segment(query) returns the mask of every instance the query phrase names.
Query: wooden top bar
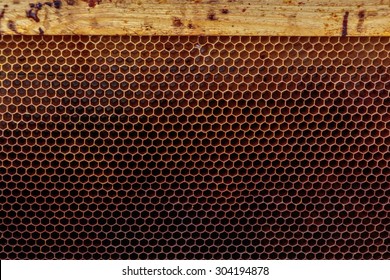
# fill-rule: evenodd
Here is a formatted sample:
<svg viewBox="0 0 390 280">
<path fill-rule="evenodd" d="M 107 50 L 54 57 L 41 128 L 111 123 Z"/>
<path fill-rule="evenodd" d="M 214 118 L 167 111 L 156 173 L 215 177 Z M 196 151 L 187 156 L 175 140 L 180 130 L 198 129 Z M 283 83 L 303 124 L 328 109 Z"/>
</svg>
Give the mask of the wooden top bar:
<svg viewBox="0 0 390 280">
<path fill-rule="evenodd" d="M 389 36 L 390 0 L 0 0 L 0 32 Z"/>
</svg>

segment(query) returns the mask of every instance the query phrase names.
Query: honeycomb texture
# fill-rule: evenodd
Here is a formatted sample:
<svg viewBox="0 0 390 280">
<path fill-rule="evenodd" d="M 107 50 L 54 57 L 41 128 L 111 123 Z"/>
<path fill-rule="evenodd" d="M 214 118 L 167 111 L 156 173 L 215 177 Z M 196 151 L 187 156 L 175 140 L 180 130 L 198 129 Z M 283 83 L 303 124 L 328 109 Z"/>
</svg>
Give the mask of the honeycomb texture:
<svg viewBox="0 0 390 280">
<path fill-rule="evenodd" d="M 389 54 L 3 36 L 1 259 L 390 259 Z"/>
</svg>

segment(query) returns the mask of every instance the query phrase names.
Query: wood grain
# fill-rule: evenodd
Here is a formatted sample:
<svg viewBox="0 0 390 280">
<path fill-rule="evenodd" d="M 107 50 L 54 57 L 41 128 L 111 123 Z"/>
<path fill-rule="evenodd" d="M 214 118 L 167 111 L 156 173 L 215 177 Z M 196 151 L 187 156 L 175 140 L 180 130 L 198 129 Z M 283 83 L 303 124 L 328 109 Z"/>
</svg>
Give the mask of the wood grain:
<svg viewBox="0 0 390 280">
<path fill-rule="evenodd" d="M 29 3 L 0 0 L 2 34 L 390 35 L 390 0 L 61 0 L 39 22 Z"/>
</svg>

- _WHAT IS NEEDED_
All entries are to be duplicated exactly, with the pictures left out.

- _SOLVED EXERCISE_
segment(query) returns the mask of every instance the query phrase names.
Query: wooden top bar
# fill-rule: evenodd
Here is a formatted sample:
<svg viewBox="0 0 390 280">
<path fill-rule="evenodd" d="M 107 50 L 54 57 L 41 128 L 111 123 Z"/>
<path fill-rule="evenodd" d="M 214 118 L 167 111 L 156 173 L 215 177 Z M 196 151 L 187 156 L 175 140 L 180 130 L 198 129 Z M 283 83 L 303 124 L 328 109 Z"/>
</svg>
Give the mask of the wooden top bar:
<svg viewBox="0 0 390 280">
<path fill-rule="evenodd" d="M 389 36 L 390 0 L 0 0 L 0 32 Z"/>
</svg>

segment(query) returns the mask of every instance the query phrase names.
Query: honeycomb texture
# fill-rule: evenodd
Here is a formatted sample:
<svg viewBox="0 0 390 280">
<path fill-rule="evenodd" d="M 107 50 L 54 57 L 41 128 L 111 123 Z"/>
<path fill-rule="evenodd" d="M 214 118 L 167 111 L 156 173 L 215 177 Z M 196 151 L 187 156 L 175 140 L 180 130 L 198 129 Z M 283 83 L 303 124 L 328 109 Z"/>
</svg>
Give the mask of the honeycomb texture:
<svg viewBox="0 0 390 280">
<path fill-rule="evenodd" d="M 389 54 L 3 36 L 1 259 L 390 259 Z"/>
</svg>

segment(query) returns the mask of every instance the query phrase names.
Query: wood grain
# fill-rule: evenodd
Here is a formatted sample:
<svg viewBox="0 0 390 280">
<path fill-rule="evenodd" d="M 107 50 L 54 57 L 41 128 L 111 123 Z"/>
<path fill-rule="evenodd" d="M 214 118 L 167 111 L 156 173 L 215 177 Z M 196 151 L 187 156 L 175 140 L 180 130 L 198 129 Z M 283 83 L 303 124 L 328 109 Z"/>
</svg>
Give the mask of the wood grain:
<svg viewBox="0 0 390 280">
<path fill-rule="evenodd" d="M 29 3 L 0 0 L 2 34 L 390 35 L 390 0 L 61 0 L 39 22 Z"/>
</svg>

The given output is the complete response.